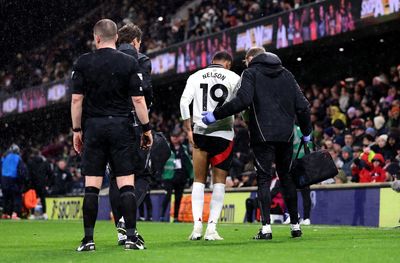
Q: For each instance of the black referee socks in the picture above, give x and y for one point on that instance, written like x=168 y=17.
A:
x=90 y=207
x=128 y=209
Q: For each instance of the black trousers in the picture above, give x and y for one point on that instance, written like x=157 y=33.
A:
x=141 y=188
x=178 y=188
x=41 y=193
x=12 y=195
x=305 y=193
x=149 y=207
x=279 y=153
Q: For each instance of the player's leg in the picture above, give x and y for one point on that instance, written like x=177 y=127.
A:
x=178 y=193
x=141 y=188
x=122 y=150
x=168 y=187
x=17 y=197
x=128 y=209
x=305 y=193
x=114 y=200
x=200 y=166
x=283 y=160
x=149 y=207
x=90 y=208
x=217 y=202
x=220 y=155
x=115 y=203
x=94 y=161
x=264 y=156
x=7 y=197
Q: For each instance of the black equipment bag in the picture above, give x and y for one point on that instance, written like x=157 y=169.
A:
x=313 y=168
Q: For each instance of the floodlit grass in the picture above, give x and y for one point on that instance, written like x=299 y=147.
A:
x=55 y=241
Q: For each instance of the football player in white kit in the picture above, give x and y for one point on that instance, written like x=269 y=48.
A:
x=208 y=88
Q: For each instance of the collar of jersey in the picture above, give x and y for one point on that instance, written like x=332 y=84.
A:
x=215 y=66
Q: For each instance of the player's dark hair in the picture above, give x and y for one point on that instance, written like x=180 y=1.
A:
x=222 y=55
x=254 y=51
x=106 y=29
x=128 y=33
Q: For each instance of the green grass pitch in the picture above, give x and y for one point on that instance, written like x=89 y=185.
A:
x=55 y=241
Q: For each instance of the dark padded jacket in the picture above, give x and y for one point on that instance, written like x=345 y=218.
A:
x=144 y=68
x=273 y=98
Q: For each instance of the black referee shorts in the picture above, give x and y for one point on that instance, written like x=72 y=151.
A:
x=219 y=150
x=109 y=140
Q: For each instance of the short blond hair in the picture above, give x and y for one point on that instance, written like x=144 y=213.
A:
x=106 y=29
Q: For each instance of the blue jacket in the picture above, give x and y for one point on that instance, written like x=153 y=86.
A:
x=10 y=163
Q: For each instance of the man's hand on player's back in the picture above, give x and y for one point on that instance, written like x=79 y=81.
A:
x=146 y=140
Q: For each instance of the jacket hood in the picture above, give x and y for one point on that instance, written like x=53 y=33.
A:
x=268 y=64
x=128 y=49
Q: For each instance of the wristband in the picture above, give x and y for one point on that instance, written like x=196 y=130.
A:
x=146 y=127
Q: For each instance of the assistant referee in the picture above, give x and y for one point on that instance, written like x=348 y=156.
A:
x=105 y=83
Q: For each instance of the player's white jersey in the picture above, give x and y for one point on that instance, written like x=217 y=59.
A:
x=209 y=88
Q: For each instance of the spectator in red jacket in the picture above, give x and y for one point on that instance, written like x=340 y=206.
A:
x=378 y=174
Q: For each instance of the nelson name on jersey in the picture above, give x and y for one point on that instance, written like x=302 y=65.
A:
x=214 y=75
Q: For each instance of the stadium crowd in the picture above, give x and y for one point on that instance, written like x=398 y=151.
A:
x=357 y=121
x=53 y=60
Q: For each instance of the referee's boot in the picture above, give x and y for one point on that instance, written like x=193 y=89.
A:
x=139 y=237
x=134 y=244
x=262 y=236
x=295 y=230
x=86 y=245
x=121 y=233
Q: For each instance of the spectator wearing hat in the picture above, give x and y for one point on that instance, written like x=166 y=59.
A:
x=351 y=113
x=393 y=145
x=336 y=114
x=368 y=154
x=370 y=131
x=394 y=117
x=378 y=174
x=379 y=124
x=338 y=127
x=348 y=139
x=382 y=147
x=359 y=133
x=347 y=158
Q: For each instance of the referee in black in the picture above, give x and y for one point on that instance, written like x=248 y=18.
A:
x=129 y=41
x=105 y=83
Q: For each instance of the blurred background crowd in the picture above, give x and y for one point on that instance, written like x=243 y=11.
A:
x=163 y=24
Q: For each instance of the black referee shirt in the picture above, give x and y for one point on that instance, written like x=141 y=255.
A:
x=107 y=78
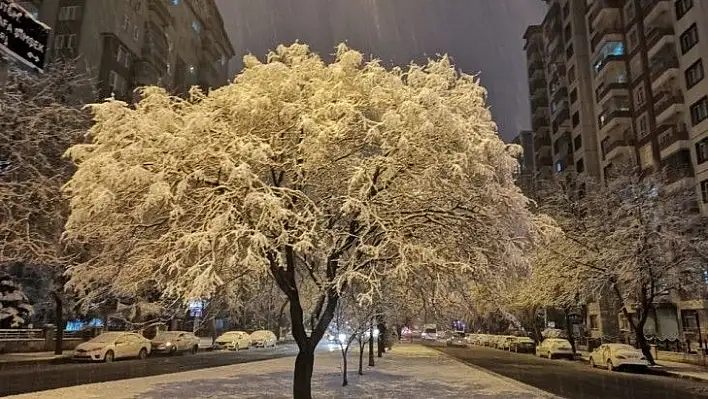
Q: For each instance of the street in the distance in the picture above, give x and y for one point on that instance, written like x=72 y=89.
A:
x=576 y=379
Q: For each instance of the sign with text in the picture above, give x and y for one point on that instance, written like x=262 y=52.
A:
x=21 y=36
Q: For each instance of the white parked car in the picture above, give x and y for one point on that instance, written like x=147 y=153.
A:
x=113 y=345
x=173 y=342
x=614 y=356
x=263 y=339
x=233 y=340
x=555 y=347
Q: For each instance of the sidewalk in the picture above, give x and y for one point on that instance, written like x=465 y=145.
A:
x=7 y=359
x=409 y=371
x=674 y=369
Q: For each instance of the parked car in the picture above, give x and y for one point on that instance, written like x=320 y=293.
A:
x=173 y=342
x=113 y=345
x=615 y=356
x=555 y=347
x=522 y=345
x=233 y=340
x=458 y=339
x=263 y=339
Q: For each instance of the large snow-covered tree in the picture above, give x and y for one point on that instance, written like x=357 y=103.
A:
x=41 y=116
x=336 y=173
x=636 y=238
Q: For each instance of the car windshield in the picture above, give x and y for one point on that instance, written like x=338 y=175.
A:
x=106 y=338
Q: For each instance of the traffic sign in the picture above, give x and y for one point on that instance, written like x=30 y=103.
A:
x=21 y=36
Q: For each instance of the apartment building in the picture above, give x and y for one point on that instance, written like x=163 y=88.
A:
x=561 y=92
x=642 y=63
x=125 y=44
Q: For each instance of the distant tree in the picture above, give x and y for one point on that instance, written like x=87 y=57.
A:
x=15 y=309
x=636 y=238
x=41 y=116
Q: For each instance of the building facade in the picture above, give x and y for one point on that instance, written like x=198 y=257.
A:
x=126 y=44
x=637 y=92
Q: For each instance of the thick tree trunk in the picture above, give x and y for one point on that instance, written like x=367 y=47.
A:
x=641 y=339
x=59 y=321
x=371 y=344
x=304 y=364
x=569 y=329
x=345 y=382
x=361 y=357
x=381 y=340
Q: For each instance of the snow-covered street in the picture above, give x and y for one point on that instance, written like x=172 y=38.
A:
x=408 y=371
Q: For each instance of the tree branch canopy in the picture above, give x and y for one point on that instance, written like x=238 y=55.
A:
x=329 y=161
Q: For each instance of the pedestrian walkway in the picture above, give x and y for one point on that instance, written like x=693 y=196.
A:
x=408 y=371
x=676 y=369
x=22 y=357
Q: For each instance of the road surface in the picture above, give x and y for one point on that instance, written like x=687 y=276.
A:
x=48 y=376
x=575 y=379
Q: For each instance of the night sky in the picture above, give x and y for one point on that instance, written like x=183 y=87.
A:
x=482 y=36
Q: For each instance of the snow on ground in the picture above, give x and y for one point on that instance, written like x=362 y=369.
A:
x=407 y=372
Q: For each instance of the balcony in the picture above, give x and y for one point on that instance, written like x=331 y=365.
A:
x=612 y=118
x=658 y=38
x=536 y=84
x=560 y=113
x=559 y=93
x=657 y=13
x=662 y=69
x=610 y=34
x=534 y=65
x=159 y=10
x=670 y=134
x=603 y=11
x=667 y=105
x=539 y=102
x=540 y=142
x=618 y=88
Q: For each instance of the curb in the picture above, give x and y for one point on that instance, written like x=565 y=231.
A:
x=538 y=391
x=660 y=370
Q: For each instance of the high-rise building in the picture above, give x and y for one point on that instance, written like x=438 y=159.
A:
x=633 y=76
x=526 y=162
x=561 y=92
x=125 y=44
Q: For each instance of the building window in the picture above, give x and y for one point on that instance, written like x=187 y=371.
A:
x=117 y=84
x=71 y=42
x=629 y=11
x=58 y=42
x=681 y=7
x=689 y=38
x=580 y=166
x=704 y=191
x=70 y=13
x=632 y=40
x=702 y=151
x=643 y=126
x=699 y=111
x=639 y=96
x=694 y=74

[WRITTEN EXERCISE]:
Write out only what runs from the line holding "Q: For each instance of the snow-covered" through the last line of the records, exactly as shown.

[SOLUTION TO THIS EXERCISE]:
Q: For each instance of the snow-covered street in the picture above, give x and y for one point on that instance, written like x=172 y=38.
A:
x=408 y=371
Q: For each instance of the tree branch canopy in the picture above, give x and y for one point on that instance, written like x=238 y=55.
A:
x=329 y=161
Q: For each instance of the pedestrian walkway in the picture above, give x and y for one point on that instance, written like x=693 y=196.
A:
x=408 y=371
x=676 y=369
x=22 y=357
Q: For each instance of the road surface in the picture above, give x and y for one point on that instance, written like x=687 y=276.
A:
x=48 y=376
x=575 y=379
Q: For each instance of the night sky in the picture above, give x and y for one point on that instance, written like x=183 y=87.
A:
x=482 y=36
Q: For each instance of the snow on ground in the picture above, give x and y for one point on that instance, written like x=362 y=369.
A:
x=407 y=372
Q: For each instance of the balcony in the picture above, give x and y for one point on that instance, written like x=331 y=365.
A:
x=612 y=118
x=658 y=38
x=536 y=84
x=560 y=113
x=559 y=93
x=657 y=13
x=662 y=69
x=610 y=34
x=534 y=65
x=159 y=10
x=670 y=134
x=603 y=11
x=667 y=105
x=539 y=102
x=540 y=142
x=618 y=88
Q: For each instance of the curb in the picture above, give x and y for one point on that instance, written like x=565 y=231.
A:
x=538 y=391
x=660 y=370
Q: For each instance of the high-rise building in the picture above, give x and y for one point on that instance, written like x=438 y=159.
A:
x=633 y=76
x=526 y=162
x=561 y=92
x=125 y=44
Q: For each instance of the building window in the picture above, give x and y for one point on that instance, written like x=187 y=371.
A:
x=117 y=84
x=71 y=42
x=629 y=11
x=58 y=42
x=681 y=7
x=689 y=38
x=580 y=166
x=704 y=191
x=70 y=13
x=632 y=40
x=702 y=151
x=643 y=126
x=699 y=111
x=639 y=96
x=694 y=74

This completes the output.